═══ Exercise inputs ═══
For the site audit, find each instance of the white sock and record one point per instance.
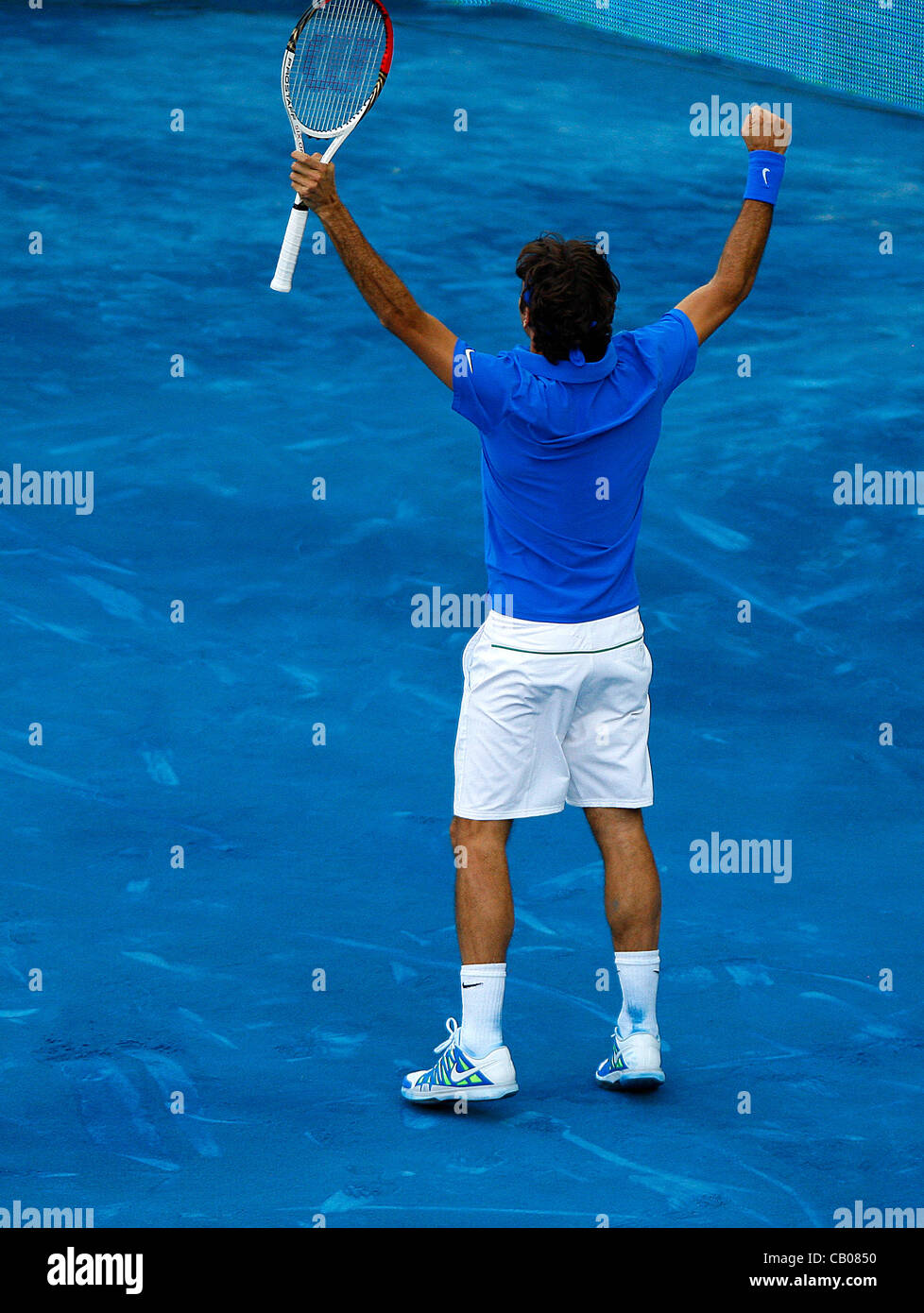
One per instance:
(482, 1000)
(638, 977)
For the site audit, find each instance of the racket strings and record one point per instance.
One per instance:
(336, 66)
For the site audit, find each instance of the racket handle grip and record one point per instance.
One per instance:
(292, 245)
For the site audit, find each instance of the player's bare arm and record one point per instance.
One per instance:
(709, 306)
(381, 288)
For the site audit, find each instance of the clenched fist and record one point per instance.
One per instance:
(313, 180)
(765, 131)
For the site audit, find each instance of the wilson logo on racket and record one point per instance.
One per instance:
(334, 70)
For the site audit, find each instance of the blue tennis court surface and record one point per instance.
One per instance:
(293, 734)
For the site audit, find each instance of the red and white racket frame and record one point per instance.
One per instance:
(292, 242)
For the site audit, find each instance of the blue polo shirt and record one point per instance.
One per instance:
(565, 453)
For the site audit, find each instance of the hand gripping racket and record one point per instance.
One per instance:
(333, 73)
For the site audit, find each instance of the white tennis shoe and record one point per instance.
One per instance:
(457, 1076)
(634, 1064)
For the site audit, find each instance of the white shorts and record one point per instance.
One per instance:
(553, 714)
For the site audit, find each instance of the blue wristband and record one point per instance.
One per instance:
(765, 171)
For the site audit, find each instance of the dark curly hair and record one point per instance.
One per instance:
(570, 290)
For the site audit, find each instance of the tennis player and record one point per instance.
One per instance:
(556, 695)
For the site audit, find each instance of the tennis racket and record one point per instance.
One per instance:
(333, 73)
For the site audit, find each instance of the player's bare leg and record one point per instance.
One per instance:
(631, 888)
(483, 897)
(475, 1063)
(633, 899)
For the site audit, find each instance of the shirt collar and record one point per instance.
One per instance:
(590, 372)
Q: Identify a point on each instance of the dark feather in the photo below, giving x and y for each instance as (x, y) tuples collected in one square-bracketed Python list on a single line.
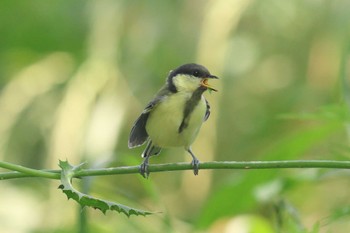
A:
[(138, 135), (207, 113)]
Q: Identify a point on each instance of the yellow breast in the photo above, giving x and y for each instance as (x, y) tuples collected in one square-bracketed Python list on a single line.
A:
[(165, 119)]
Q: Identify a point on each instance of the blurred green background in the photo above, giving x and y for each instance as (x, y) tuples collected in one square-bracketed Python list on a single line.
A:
[(74, 75)]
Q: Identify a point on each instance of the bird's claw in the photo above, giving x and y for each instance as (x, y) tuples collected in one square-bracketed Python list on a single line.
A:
[(195, 165), (144, 170)]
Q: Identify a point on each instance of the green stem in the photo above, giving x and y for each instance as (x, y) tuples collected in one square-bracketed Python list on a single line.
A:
[(55, 174), (27, 172)]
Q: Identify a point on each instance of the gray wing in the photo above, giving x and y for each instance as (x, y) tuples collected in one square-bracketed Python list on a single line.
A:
[(207, 112), (138, 134)]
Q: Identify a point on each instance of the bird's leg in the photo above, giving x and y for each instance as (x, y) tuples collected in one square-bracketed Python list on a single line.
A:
[(195, 162), (144, 167)]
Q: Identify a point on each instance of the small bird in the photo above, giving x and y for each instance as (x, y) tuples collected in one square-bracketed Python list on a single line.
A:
[(175, 115)]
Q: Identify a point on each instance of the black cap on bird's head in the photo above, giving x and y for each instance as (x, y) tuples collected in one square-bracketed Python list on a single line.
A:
[(192, 69)]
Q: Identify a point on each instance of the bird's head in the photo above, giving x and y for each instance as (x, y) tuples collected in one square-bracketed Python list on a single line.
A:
[(190, 77)]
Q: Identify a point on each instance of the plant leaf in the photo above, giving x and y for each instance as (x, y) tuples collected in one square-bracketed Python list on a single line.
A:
[(83, 199)]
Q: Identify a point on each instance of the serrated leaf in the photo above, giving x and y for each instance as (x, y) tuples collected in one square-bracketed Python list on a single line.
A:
[(83, 199)]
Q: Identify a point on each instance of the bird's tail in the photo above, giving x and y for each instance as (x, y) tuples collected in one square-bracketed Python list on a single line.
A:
[(150, 150)]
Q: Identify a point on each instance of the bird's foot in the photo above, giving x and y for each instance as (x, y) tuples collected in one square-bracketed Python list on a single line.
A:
[(144, 169), (195, 165)]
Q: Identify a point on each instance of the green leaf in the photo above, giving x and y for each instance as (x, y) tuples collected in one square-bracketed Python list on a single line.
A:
[(83, 199)]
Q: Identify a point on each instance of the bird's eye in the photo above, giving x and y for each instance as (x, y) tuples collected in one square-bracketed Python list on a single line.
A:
[(196, 73)]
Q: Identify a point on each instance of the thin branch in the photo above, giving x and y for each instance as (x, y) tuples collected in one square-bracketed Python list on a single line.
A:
[(21, 172), (30, 172)]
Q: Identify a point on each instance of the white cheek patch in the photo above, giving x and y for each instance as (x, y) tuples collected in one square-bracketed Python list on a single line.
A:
[(186, 82)]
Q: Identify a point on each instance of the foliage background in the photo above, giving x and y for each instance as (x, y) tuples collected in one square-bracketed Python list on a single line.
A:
[(74, 75)]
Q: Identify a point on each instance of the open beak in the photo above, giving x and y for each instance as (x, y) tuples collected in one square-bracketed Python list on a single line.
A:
[(205, 83)]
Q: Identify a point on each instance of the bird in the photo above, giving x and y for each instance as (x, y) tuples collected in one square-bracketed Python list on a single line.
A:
[(175, 115)]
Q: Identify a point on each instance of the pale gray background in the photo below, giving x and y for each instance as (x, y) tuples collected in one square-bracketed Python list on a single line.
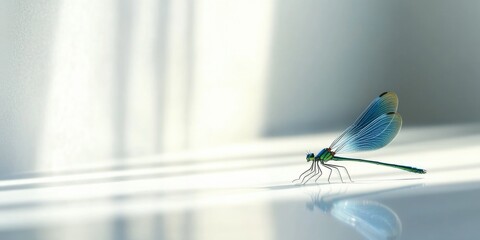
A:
[(327, 60)]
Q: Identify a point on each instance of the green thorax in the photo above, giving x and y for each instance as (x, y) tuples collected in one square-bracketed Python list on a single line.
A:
[(325, 155)]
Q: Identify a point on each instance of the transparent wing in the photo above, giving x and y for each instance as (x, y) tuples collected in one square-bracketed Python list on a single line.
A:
[(377, 134), (385, 103)]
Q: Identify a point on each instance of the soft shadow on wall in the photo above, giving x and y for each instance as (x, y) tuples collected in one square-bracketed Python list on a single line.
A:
[(330, 59)]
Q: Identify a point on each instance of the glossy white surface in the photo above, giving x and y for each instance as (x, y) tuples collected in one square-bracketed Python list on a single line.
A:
[(244, 192)]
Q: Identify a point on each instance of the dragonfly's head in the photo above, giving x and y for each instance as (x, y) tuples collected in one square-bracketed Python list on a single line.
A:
[(310, 156)]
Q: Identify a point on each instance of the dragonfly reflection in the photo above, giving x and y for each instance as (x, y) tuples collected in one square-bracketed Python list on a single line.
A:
[(371, 219)]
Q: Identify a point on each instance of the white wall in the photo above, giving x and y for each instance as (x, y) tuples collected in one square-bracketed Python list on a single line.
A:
[(89, 81)]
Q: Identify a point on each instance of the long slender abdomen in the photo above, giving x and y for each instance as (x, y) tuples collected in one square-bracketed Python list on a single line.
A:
[(401, 167)]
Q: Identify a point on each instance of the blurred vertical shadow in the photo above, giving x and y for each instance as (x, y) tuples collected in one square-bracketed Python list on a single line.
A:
[(190, 61), (125, 16), (120, 93), (161, 66), (188, 224), (160, 59), (25, 67), (328, 61)]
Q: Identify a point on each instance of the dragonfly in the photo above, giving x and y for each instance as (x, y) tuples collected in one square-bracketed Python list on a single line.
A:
[(375, 128)]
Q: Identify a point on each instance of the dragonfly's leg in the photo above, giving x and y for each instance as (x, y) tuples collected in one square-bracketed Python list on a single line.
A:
[(329, 175), (310, 173), (310, 169), (320, 172), (345, 170), (339, 173), (314, 173)]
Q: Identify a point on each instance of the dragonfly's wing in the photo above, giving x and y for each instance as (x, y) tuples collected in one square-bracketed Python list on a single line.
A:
[(375, 135), (385, 103)]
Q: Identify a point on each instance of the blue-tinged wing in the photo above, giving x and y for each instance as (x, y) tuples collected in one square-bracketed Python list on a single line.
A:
[(385, 103), (377, 134)]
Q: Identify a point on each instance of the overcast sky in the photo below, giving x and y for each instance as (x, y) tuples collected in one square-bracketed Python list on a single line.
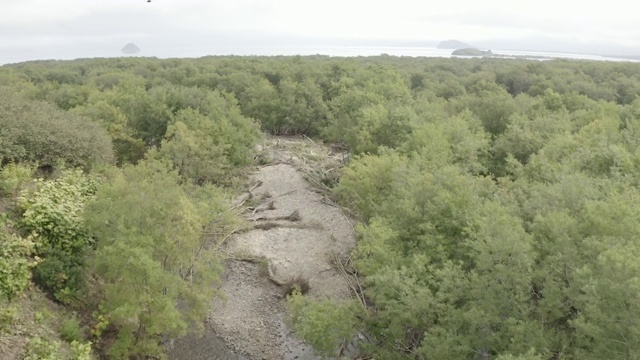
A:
[(30, 25)]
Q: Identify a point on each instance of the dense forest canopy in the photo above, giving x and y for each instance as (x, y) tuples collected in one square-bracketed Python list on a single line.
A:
[(498, 200)]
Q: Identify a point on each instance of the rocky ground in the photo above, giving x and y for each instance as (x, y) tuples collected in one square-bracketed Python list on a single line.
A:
[(298, 231)]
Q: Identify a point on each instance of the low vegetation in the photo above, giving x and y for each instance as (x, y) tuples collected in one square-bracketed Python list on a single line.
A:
[(497, 201)]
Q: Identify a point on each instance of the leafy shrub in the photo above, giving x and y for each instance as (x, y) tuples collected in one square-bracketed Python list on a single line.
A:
[(42, 349), (70, 330), (15, 263), (324, 324), (13, 177), (52, 216), (36, 131)]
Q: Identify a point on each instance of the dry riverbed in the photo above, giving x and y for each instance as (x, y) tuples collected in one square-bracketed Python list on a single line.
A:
[(298, 231)]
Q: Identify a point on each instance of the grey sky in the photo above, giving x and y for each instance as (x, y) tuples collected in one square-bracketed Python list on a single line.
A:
[(48, 23)]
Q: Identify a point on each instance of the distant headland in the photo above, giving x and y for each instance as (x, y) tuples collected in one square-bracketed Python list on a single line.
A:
═══
Task> The response should consist of the lines above from the first through the one containing "For the site audit, find each instance of the blue tennis", transcribed exactly, with every picture left out.

Answer to this task>
For the site audit, find each instance of the white sock and record one point per instance.
One per instance:
(482, 1000)
(638, 977)
For the site audit, find each instance of the racket strings and record one point per instance.
One per instance:
(336, 66)
For the site audit, find each instance of the racket handle grip and record one point per instance.
One per instance:
(292, 245)
For the site audit, find each instance of the player's bare arm and record one point per instance.
One per instance:
(709, 306)
(381, 288)
For the site audit, find each instance of the clenched fist and record one point per instance.
One per instance:
(313, 180)
(765, 131)
For the site audit, find each instance of the wilson logo on racket and record one point per instance.
One per instance:
(334, 70)
For the site audit, find each instance of the blue tennis court surface and record one point per instance.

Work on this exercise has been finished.